> [Source records]:

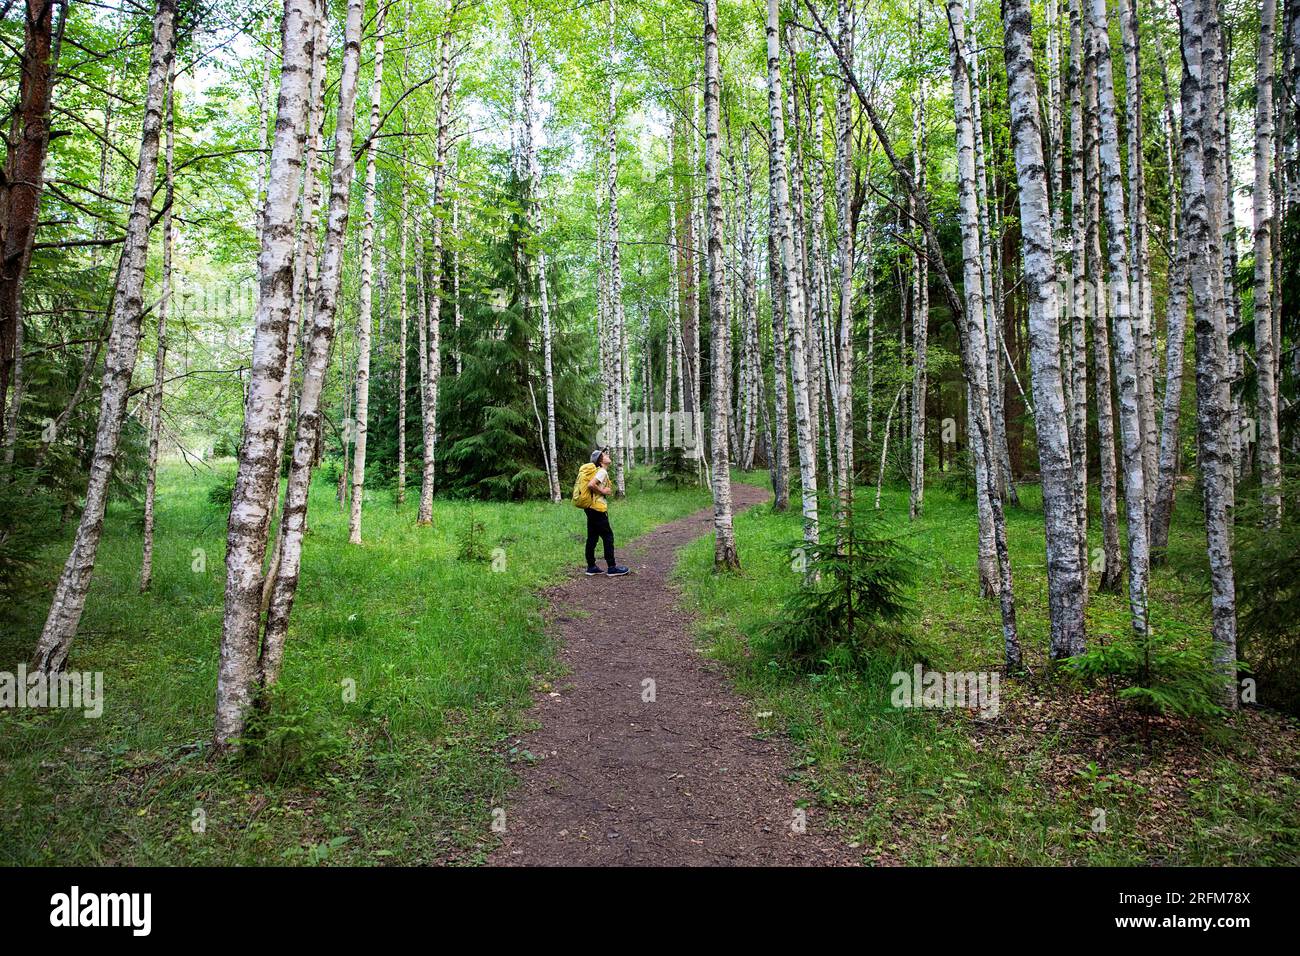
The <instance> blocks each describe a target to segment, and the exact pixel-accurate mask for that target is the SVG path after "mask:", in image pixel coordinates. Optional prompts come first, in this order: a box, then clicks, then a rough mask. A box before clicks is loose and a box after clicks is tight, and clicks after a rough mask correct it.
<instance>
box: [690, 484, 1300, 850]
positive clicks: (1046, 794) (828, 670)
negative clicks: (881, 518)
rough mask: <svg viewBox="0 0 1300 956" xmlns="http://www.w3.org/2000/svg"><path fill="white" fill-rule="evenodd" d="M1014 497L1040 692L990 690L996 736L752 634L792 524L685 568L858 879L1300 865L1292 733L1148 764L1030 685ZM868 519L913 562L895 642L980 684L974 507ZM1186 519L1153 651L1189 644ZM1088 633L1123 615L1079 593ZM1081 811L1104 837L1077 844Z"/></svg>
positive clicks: (785, 590) (765, 599)
mask: <svg viewBox="0 0 1300 956" xmlns="http://www.w3.org/2000/svg"><path fill="white" fill-rule="evenodd" d="M874 497H875V489H874V488H872V489H866V488H863V489H861V490H859V502H861V505H859V506H865V507H871V505H872V502H874ZM1022 499H1023V506H1022V507H1019V509H1010V510H1009V512H1008V532H1009V541H1010V550H1011V559H1013V568H1014V576H1015V597H1017V614H1018V622H1019V632H1021V641H1022V645H1023V648H1024V652H1026V658H1027V661H1028V662H1030V663H1031V665H1032V666H1034V669H1035V671H1036V672H1037V675H1039V676H1036V678H1034V679H1030V680H1018V682H1006V680H1004V682H1002V687H1001V697H1002V714H1001V715H1000V718H998V719H997V721H993V722H980V721H975V719H974V717H972V715H970V714H967V713H966V711H943V710H918V709H896V708H893V706H891V701H889V696H891V691H892V687H893V685H892V684H891V675H892V674H893V672H894V671H897V670H910V669H911V666H913V661H911V659H904V658H902V657H896V658H893V659H887V658H884V657H876V658H872V659H868V661H867V662H866V663H865V665H862V666H858V667H844V666H840V667H836V666H831V667H827V669H823V670H822V671H820V672H814V674H806V672H797V671H794V670H792V669H790V667H789V666H788V665H787V663H785V662H784V661H783V659H781V658H780V656H779V654H777V653H775V649H774V648H772V646H771V645H770V643H768V641H767V639H766V637H764V633H763V627H764V624H766V623H767V622H768V620H770V619H771V617H772V614H774V611H775V609H776V607H777V606H779V604H780V602H781V600H783V597H784V596H785V594H788V593H789V592H790V591H792V589H793V588H796V587H798V581H800V575H798V574H796V572H794V571H792V568H790V555H789V545H790V542H793V541H796V540H797V538H798V536H800V518H798V515H797V514H774V512H772V511H771V510H770V507H768V506H761V507H757V509H753V510H750V511H748V512H745V514H742V515H740V516H738V518H737V520H736V538H737V542H738V546H740V557H741V563H742V570H741V571H740V572H738V574H735V575H714V574H710V567H711V559H712V544H711V541H710V540H701V541H697V542H694V544H693V545H690V546H689V548H688V549H686V550H685V551H684V557H682V561H681V564H680V566H679V578H680V580H681V584H682V587H684V591H685V593H686V601H688V605H689V606H690V607H692V609H693V610H695V611H697V613H698V614H699V615H701V623H699V640H701V643H702V644H703V645H705V646H706V650H707V653H708V654H710V656H712V657H715V658H718V659H720V661H723V662H725V665H727V666H728V669H729V671H731V674H732V676H733V679H735V682H736V685H737V688H738V689H740V691H741V692H742V693H744V695H746V696H748V697H750V698H751V700H753V708H754V715H755V722H757V723H758V726H759V727H762V728H764V730H767V731H771V732H777V734H779V732H787V734H789V736H790V737H792V739H793V741H794V747H796V754H797V767H796V774H797V775H798V778H801V779H802V782H803V783H805V784H806V786H807V787H809V788H810V790H811V791H813V793H814V795H815V797H816V800H818V803H819V804H820V805H822V806H824V808H827V809H828V810H829V813H831V818H832V821H833V826H835V827H836V829H837V830H840V831H841V832H842V835H844V836H845V838H846V839H848V840H850V842H852V843H853V844H854V845H857V847H858V848H859V849H861V851H862V853H863V858H865V860H866V861H867V862H880V864H1001V865H1031V864H1034V865H1052V864H1070V865H1121V864H1182V865H1216V864H1232V865H1260V864H1290V865H1295V864H1296V862H1300V786H1297V780H1296V766H1297V765H1300V732H1297V727H1296V722H1295V721H1292V719H1290V718H1286V717H1282V715H1278V714H1275V713H1271V711H1258V710H1256V711H1249V713H1243V714H1242V715H1240V717H1238V718H1236V719H1235V721H1232V722H1231V726H1230V727H1229V728H1226V730H1225V728H1213V727H1212V728H1195V727H1187V726H1184V724H1180V723H1175V722H1160V724H1158V726H1157V727H1156V730H1154V732H1153V734H1154V743H1153V745H1152V748H1151V749H1149V750H1148V749H1147V748H1144V747H1143V745H1141V741H1140V739H1139V737H1140V735H1139V734H1138V732H1136V731H1135V730H1134V728H1132V727H1131V726H1127V724H1123V723H1119V722H1117V721H1114V719H1112V718H1109V717H1108V714H1106V710H1105V701H1104V695H1100V693H1096V692H1087V691H1086V689H1083V688H1078V687H1071V685H1069V684H1065V683H1062V682H1061V680H1058V679H1049V678H1047V676H1044V671H1045V670H1047V667H1045V663H1047V644H1048V628H1047V581H1045V566H1044V542H1043V520H1041V501H1040V498H1039V496H1037V489H1036V488H1023V489H1022ZM1093 514H1095V515H1096V511H1095V512H1093ZM881 515H883V518H884V520H885V522H887V524H888V525H891V527H892V528H893V531H894V532H896V533H900V535H902V536H904V537H905V538H906V541H907V544H909V545H910V546H911V548H913V549H914V550H915V553H917V554H918V557H919V558H920V563H922V571H920V575H919V579H918V581H917V587H915V593H914V615H913V618H911V622H910V627H911V628H913V631H914V636H915V637H917V639H919V640H920V641H923V643H924V644H926V646H927V648H930V649H931V650H932V661H931V666H932V667H933V669H936V670H963V671H965V670H976V671H978V670H997V669H998V667H1000V666H1001V661H1002V636H1001V619H1000V614H998V609H997V605H996V602H992V601H985V600H982V598H980V597H979V593H978V578H976V574H975V558H976V520H975V507H974V503H972V502H966V501H961V499H957V498H954V497H953V496H949V494H945V493H944V492H943V490H940V489H933V490H927V498H926V510H924V515H923V518H922V519H919V520H918V522H917V523H915V524H913V525H909V522H907V493H906V489H898V488H887V489H885V493H884V498H883V503H881ZM1197 520H1199V516H1197V515H1196V514H1195V502H1184V503H1182V505H1180V510H1179V522H1178V524H1177V525H1175V528H1174V532H1173V536H1171V561H1170V566H1169V567H1166V568H1158V570H1157V571H1156V572H1154V575H1153V580H1152V587H1151V592H1152V610H1151V615H1152V622H1153V626H1154V627H1156V628H1157V630H1158V631H1160V632H1161V633H1164V635H1167V636H1170V637H1174V639H1178V640H1186V641H1191V643H1196V641H1200V643H1205V641H1206V636H1205V633H1206V631H1208V627H1206V620H1208V609H1206V606H1205V604H1204V601H1203V598H1201V596H1200V594H1199V592H1197V591H1196V588H1197V587H1200V585H1199V583H1200V581H1204V580H1205V571H1204V563H1205V553H1204V537H1203V536H1201V535H1203V532H1201V531H1199V528H1197V525H1196V522H1197ZM1093 524H1095V525H1096V519H1095V522H1093ZM1091 531H1092V535H1093V537H1095V538H1096V537H1099V536H1100V528H1099V527H1093V528H1092V529H1091ZM1097 544H1100V541H1097ZM1175 568H1177V570H1175ZM1095 583H1096V578H1093V584H1095ZM1088 627H1089V639H1091V640H1099V639H1101V637H1104V636H1106V635H1121V633H1123V632H1125V631H1126V630H1127V628H1128V607H1127V598H1126V597H1125V596H1122V594H1097V593H1093V594H1092V596H1091V598H1089V607H1088ZM1097 810H1102V812H1104V813H1105V830H1102V831H1096V830H1095V829H1093V826H1095V822H1097V821H1100V819H1101V817H1100V816H1099V814H1097Z"/></svg>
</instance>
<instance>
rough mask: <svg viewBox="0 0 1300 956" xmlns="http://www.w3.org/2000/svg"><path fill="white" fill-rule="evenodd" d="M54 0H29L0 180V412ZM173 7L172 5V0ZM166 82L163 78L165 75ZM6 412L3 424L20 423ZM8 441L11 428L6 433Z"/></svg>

> [ASSIGNMENT]: The answer should be the exact lines running from the line containing "</instance>" to the last line of the entries, with nothing else.

> [EXERCISE RESULT]:
</instance>
<instance>
rough mask: <svg viewBox="0 0 1300 956" xmlns="http://www.w3.org/2000/svg"><path fill="white" fill-rule="evenodd" d="M54 0H29L0 180V412ZM173 7L172 5V0ZM166 82L163 78L165 75ZM6 412L3 424L20 423ZM8 441L11 428L6 433Z"/></svg>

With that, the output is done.